◆ GIVEN PROBLEM:
Copy the listing verbatim, starting at the line that contains "handlebar, I would be grateful." and ending at the end of the listing.
— Start of GIVEN ENTRIES —
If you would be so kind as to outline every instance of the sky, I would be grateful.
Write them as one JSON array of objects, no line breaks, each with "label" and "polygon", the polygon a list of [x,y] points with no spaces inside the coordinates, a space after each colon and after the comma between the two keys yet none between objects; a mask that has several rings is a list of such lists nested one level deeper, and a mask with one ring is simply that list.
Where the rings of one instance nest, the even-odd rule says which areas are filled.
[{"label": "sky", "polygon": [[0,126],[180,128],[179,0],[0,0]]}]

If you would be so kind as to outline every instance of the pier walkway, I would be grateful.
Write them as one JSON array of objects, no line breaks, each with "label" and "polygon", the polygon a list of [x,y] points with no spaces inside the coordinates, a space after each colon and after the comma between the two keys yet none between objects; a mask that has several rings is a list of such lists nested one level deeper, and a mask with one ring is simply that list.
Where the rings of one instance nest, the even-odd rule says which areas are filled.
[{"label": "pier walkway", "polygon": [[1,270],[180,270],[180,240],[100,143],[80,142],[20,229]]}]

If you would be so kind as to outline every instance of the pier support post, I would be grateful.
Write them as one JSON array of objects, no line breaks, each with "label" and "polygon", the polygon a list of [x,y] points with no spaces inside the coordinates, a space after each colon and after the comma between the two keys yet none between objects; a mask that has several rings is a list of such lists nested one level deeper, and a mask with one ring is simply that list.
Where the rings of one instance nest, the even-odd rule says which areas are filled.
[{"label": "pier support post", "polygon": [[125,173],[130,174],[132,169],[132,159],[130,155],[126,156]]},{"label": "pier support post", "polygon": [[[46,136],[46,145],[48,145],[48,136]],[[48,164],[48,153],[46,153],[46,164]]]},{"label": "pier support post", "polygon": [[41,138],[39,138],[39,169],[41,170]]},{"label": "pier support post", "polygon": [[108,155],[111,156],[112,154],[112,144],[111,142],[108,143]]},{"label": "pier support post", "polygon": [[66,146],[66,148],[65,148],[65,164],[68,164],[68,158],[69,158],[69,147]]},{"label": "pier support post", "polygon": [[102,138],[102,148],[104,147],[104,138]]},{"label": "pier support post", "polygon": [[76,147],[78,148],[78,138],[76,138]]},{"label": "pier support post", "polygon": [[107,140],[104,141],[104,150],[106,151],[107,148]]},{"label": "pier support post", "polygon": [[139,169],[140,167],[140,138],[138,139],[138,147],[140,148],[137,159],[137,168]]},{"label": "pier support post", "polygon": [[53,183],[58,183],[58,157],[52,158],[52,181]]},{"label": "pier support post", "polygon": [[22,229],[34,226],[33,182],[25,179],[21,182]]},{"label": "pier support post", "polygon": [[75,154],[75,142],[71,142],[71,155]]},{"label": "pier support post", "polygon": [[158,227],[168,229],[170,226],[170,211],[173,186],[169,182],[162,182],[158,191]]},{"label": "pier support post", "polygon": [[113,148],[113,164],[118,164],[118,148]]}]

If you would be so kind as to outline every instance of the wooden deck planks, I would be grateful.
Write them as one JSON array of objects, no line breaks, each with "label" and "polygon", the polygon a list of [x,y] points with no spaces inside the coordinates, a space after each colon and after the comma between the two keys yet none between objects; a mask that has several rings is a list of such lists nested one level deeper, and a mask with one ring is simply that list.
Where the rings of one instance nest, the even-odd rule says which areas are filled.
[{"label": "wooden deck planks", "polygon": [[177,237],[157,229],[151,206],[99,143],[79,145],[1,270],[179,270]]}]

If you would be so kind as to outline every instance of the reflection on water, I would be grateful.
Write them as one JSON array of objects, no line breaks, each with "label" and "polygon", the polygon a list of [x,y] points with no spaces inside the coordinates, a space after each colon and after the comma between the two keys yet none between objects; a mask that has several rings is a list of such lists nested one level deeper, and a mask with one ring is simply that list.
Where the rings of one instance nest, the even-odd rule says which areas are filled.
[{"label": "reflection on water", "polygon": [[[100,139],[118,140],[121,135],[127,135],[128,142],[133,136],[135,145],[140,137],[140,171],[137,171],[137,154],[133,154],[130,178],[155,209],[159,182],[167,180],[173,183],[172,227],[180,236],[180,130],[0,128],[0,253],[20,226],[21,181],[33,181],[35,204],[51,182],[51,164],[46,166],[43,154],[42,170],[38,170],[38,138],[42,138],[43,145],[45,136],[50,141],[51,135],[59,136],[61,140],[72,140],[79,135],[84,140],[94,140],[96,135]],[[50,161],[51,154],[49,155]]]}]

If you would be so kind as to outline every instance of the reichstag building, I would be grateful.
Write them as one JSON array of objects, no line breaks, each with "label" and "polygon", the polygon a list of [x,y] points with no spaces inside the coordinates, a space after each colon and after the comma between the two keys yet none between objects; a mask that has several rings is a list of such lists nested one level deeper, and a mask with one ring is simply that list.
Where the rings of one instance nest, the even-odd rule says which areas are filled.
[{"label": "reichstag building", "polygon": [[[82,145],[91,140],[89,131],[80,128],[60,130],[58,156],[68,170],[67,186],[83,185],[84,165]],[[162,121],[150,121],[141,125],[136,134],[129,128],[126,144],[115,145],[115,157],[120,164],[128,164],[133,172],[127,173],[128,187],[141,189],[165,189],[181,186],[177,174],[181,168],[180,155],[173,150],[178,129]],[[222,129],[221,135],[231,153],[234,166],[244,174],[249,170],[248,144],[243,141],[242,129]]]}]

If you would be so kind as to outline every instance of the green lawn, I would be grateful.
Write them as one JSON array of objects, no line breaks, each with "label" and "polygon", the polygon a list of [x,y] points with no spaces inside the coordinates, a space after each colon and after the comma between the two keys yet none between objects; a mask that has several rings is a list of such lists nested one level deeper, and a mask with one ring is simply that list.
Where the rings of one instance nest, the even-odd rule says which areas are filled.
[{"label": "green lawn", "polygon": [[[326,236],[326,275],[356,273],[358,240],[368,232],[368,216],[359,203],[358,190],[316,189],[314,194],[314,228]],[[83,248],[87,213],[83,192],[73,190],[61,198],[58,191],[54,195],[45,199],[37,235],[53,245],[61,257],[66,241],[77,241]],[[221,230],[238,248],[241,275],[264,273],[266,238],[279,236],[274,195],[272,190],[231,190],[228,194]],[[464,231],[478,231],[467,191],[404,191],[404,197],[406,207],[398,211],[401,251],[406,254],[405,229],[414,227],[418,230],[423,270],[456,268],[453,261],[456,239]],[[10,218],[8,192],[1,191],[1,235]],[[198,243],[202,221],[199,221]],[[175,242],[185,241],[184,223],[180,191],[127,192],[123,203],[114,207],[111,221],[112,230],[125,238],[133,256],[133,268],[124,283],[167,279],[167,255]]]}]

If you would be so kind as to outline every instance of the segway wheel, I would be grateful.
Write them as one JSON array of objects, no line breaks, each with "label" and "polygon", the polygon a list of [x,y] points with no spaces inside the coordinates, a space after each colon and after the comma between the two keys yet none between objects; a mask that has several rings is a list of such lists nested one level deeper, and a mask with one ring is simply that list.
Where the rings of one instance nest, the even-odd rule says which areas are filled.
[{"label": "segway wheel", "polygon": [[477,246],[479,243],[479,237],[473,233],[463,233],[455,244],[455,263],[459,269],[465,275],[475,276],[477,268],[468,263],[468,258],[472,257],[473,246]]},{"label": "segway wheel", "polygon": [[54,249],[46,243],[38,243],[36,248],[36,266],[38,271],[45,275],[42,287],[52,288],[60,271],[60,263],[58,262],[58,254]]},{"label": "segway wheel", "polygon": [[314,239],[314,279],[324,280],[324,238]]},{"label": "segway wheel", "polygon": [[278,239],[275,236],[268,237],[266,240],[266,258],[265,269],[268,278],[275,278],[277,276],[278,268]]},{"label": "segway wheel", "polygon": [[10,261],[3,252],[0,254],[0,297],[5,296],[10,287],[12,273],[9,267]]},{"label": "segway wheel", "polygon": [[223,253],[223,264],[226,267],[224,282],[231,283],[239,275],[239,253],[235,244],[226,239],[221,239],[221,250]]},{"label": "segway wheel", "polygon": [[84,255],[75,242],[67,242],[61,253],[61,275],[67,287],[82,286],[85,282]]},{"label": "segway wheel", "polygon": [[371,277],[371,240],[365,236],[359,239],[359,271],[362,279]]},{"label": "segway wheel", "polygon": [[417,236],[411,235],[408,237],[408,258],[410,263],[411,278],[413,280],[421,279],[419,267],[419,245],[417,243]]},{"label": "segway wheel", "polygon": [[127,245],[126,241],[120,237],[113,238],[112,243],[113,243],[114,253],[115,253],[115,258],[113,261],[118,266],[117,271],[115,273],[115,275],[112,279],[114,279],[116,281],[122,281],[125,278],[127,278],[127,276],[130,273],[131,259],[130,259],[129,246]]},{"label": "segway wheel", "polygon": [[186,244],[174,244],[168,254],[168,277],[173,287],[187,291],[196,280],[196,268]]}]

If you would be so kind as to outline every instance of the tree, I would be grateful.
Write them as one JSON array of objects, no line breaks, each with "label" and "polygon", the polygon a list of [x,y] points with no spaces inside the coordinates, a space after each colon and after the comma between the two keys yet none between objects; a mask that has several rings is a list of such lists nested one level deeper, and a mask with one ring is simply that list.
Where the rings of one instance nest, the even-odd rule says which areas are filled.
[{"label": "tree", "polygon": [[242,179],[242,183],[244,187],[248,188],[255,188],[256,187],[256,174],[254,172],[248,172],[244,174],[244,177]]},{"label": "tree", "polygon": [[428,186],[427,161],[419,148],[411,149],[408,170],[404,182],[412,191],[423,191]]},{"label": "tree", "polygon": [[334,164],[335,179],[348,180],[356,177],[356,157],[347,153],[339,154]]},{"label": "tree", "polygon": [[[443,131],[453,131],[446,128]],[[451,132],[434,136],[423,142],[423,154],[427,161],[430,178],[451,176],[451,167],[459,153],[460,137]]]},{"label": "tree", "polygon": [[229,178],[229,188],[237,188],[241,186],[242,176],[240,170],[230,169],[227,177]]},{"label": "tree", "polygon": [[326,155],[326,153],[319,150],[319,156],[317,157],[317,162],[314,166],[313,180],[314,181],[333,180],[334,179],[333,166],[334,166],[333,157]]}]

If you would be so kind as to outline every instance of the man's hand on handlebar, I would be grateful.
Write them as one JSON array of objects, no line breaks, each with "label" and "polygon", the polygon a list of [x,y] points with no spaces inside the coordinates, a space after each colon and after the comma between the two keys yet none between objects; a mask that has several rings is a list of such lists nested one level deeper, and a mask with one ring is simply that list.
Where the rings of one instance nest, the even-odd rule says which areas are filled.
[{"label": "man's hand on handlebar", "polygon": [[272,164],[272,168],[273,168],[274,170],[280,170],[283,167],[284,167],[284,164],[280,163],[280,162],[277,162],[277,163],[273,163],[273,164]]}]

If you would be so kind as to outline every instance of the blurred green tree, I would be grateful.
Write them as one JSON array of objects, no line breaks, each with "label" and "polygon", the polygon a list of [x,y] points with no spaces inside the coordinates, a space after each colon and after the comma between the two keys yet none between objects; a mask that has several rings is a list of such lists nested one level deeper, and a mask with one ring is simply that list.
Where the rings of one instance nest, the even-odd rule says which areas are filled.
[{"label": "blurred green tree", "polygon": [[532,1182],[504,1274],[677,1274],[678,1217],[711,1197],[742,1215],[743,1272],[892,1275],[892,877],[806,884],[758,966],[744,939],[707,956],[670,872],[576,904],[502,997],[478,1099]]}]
— End of GIVEN ENTRIES —
◆ EXERCISE RESULT:
If you would be so kind as to outline every instance of the man's hand on handlebar, I would be grateful.
Write them as one JSON array of objects, no line breaks, each with "label" and "polygon", the polygon a list of [x,y] points with no spaces inside the coordinates, a space after each colon and after the comma between the two keys yet none between objects; a mask that has several rings is a list of such lists nested one level deeper, and a mask with one ring is simply that list.
Where the rings of one instance nest, the even-odd rule says which areas are filled.
[{"label": "man's hand on handlebar", "polygon": [[272,164],[272,168],[273,168],[274,170],[280,170],[283,167],[284,167],[284,164],[280,163],[280,162],[277,162],[277,163],[273,163],[273,164]]}]

If you would be so kind as to outline every instance of the blurred green tree, I would be grateful.
Write them as one JSON array of objects, no line breaks, each with "label" and "polygon", the polygon a list of [x,y] points with no spaces inside the coordinates, a space after each colon and after the comma between the two keys yet none between objects; a mask that has several rings is a list of such lists nested one level deeper, and a mask with one ring is simply that list.
Where the rings of one instance nest, the even-odd rule says which areas are filled.
[{"label": "blurred green tree", "polygon": [[532,1182],[504,1274],[677,1274],[678,1217],[711,1197],[742,1215],[743,1272],[892,1275],[892,877],[806,884],[758,966],[744,939],[707,956],[670,872],[576,904],[502,997],[478,1099]]}]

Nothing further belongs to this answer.